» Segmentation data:

/---

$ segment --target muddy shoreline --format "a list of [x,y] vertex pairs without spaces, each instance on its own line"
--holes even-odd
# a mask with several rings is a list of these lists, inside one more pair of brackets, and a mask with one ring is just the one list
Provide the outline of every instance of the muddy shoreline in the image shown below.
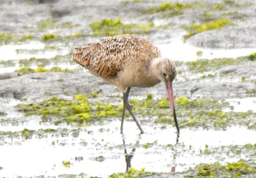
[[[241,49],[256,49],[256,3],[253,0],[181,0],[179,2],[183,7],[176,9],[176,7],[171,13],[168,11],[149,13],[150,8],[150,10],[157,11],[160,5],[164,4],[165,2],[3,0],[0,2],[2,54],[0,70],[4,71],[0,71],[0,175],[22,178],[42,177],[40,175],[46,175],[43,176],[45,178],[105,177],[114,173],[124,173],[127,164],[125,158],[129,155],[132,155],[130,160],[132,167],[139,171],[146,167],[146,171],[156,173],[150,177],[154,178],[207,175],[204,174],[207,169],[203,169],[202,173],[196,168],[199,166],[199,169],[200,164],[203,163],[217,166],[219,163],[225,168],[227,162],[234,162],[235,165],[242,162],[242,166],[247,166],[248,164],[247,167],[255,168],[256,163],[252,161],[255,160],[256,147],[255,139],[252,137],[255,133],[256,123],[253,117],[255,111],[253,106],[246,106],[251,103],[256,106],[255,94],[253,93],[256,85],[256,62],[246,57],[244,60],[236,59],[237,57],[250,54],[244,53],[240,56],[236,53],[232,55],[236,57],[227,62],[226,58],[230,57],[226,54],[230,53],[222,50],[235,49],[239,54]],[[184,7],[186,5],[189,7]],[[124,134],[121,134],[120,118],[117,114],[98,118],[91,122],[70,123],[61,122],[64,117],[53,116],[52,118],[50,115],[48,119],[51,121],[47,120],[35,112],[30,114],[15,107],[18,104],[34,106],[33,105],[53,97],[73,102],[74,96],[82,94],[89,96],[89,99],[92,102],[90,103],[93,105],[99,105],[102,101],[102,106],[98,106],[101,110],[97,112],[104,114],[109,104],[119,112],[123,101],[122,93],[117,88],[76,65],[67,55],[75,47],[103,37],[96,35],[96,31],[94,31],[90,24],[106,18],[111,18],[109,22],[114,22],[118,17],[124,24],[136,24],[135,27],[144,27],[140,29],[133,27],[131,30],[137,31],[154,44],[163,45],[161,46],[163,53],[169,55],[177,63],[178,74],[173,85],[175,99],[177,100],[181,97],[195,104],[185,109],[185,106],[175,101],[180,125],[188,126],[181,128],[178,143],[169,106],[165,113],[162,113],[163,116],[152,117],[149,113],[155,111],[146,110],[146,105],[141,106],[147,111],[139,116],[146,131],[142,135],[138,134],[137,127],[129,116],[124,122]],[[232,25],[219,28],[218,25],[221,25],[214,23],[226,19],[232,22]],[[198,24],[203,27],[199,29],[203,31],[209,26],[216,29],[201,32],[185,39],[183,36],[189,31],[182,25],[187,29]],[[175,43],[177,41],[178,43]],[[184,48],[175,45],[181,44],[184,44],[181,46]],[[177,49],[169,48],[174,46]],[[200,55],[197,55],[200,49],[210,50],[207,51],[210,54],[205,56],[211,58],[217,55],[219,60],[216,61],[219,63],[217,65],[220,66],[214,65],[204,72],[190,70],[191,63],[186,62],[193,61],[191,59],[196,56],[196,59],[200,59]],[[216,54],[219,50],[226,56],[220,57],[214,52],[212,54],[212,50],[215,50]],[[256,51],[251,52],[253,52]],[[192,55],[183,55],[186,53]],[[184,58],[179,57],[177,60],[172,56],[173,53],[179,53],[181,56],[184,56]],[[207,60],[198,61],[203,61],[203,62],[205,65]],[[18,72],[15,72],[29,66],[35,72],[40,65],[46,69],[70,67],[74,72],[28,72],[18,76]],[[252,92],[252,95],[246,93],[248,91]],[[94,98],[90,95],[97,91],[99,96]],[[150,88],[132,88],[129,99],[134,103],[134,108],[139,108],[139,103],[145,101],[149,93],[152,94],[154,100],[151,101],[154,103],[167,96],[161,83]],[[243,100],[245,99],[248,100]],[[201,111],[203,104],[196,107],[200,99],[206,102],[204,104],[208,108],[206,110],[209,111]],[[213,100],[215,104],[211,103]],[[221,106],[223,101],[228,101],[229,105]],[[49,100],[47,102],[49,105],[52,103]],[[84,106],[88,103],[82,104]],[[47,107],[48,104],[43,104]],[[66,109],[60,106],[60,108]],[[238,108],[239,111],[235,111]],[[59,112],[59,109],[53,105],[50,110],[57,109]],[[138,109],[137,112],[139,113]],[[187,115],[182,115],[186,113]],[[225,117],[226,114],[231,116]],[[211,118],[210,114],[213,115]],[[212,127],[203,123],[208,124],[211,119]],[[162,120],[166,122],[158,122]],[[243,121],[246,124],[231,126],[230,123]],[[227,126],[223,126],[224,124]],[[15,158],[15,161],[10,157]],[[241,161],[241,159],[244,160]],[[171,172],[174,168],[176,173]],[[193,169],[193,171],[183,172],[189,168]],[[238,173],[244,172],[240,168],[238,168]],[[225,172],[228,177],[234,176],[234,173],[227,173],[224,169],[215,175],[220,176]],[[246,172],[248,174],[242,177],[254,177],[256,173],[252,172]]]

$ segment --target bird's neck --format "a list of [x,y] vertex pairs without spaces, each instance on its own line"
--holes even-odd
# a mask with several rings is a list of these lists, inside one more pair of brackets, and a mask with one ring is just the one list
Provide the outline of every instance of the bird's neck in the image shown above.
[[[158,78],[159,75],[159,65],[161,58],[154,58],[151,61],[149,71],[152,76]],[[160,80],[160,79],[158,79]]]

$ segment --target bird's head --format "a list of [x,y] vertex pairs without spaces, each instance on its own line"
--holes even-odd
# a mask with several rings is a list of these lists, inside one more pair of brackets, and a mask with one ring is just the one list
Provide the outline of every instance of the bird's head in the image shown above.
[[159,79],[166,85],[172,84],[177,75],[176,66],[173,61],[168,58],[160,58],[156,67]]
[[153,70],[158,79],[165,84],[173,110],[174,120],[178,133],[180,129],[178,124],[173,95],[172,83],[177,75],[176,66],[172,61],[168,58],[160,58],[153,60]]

\---
/---

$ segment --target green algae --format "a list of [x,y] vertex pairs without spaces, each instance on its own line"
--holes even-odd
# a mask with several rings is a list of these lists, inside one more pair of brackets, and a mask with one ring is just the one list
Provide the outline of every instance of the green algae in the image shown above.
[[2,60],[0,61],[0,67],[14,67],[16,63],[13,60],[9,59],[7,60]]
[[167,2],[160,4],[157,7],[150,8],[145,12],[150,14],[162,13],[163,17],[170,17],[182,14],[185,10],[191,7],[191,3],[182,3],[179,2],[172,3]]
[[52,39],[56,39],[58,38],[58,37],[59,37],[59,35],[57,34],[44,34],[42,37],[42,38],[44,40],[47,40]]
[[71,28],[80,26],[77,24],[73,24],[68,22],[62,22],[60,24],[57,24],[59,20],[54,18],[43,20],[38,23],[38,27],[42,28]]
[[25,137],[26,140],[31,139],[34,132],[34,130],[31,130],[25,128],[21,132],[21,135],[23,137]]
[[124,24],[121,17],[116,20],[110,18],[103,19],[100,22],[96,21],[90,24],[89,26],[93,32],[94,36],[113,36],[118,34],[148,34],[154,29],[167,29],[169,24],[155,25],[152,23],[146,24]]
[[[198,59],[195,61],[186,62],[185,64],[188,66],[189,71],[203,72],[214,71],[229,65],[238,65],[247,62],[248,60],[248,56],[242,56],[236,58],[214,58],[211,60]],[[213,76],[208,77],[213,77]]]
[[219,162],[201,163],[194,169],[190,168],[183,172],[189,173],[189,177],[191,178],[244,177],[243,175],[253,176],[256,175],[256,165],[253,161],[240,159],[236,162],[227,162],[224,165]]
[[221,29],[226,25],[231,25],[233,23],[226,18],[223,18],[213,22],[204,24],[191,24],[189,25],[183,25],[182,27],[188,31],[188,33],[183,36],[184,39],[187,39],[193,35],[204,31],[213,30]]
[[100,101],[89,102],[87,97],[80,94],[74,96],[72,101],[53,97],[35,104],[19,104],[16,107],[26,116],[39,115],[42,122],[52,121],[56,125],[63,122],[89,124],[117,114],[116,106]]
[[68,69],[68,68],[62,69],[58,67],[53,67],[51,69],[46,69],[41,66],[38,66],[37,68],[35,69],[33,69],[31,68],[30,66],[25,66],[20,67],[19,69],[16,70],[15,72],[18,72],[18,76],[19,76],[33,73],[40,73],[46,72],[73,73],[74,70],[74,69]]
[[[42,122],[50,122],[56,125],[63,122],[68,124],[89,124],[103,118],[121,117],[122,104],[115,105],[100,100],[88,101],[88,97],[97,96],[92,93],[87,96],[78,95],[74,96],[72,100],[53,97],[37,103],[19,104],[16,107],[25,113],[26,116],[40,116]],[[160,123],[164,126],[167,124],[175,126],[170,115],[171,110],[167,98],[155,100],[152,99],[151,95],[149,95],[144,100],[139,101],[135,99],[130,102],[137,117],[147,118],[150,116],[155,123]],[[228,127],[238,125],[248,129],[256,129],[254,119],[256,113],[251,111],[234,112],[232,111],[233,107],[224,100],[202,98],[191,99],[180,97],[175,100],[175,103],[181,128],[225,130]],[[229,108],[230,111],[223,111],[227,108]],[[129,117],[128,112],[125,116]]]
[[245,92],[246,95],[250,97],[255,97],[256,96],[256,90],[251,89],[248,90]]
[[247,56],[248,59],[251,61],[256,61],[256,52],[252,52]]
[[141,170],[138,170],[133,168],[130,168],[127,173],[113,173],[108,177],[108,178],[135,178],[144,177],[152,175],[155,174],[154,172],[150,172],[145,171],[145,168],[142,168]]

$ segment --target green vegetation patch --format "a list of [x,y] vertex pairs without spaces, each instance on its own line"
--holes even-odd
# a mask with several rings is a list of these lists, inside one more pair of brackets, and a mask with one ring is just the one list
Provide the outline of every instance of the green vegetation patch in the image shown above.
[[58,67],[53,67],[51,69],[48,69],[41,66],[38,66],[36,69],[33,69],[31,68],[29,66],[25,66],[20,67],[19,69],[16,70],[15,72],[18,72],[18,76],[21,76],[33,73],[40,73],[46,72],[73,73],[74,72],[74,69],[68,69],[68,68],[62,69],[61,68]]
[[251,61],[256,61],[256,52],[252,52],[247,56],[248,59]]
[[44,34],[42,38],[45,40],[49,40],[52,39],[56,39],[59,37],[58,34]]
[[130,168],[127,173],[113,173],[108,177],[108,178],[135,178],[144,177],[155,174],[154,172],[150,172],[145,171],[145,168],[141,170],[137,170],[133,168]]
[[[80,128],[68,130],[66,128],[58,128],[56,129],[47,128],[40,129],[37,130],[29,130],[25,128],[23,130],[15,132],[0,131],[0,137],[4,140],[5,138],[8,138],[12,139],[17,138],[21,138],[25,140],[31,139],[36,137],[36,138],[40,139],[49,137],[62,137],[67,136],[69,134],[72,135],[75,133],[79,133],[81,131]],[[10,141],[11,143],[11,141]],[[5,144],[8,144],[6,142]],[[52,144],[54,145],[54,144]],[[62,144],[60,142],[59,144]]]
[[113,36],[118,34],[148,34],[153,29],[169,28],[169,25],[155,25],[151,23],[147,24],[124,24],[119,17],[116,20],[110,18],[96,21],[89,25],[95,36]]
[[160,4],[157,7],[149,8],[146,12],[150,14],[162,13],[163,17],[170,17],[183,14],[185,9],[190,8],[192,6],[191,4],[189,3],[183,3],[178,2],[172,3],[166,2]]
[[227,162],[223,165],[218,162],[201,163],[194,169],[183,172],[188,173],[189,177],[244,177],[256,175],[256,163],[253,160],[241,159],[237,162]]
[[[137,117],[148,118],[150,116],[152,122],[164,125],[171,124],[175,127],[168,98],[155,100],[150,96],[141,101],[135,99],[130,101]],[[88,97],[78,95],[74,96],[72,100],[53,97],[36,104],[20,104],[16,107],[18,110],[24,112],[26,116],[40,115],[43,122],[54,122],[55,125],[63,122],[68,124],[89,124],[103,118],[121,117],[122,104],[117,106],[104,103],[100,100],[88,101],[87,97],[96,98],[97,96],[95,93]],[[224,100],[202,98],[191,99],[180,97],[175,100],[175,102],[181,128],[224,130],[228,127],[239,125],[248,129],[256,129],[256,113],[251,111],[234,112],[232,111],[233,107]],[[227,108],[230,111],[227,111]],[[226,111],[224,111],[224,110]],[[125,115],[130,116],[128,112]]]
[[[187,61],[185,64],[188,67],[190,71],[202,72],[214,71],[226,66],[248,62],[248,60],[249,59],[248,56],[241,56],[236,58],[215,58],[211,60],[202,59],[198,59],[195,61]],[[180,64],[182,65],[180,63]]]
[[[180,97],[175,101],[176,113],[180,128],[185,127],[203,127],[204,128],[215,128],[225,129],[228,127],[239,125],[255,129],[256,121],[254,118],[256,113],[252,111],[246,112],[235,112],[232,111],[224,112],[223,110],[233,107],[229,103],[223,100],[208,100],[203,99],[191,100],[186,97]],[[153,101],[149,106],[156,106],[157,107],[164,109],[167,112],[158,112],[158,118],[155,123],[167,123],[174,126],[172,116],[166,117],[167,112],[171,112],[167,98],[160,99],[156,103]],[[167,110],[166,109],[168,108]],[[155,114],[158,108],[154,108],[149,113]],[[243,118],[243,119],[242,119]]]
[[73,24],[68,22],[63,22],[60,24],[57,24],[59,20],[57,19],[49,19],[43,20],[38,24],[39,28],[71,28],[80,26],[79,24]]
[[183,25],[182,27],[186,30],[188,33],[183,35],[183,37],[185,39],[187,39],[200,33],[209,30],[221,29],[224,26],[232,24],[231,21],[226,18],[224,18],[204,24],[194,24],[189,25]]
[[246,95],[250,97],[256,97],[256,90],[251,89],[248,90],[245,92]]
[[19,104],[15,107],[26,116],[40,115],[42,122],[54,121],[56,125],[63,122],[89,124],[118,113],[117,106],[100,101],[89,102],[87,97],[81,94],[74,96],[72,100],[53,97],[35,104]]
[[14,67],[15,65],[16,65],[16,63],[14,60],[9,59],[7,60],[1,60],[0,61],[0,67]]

\---

» What you have to do: Begin at the line that has "segment --target muddy" and stop after the line that has "Provide the outline of every instance of the muddy". Reproduce those lines with "instance" swapped for "object" wherever it occurs, and change nothing else.

» The answer:
$ segment --target muddy shoreline --format "a list of [x,y] vertex pairs without spaces, each object on its own line"
--holes even-odd
# a mask with several rings is a list of these lists, inside one more pair of brackets, and a mask with one ring is just the one list
Provide the outline of every object of the muddy shoreline in the image shown below.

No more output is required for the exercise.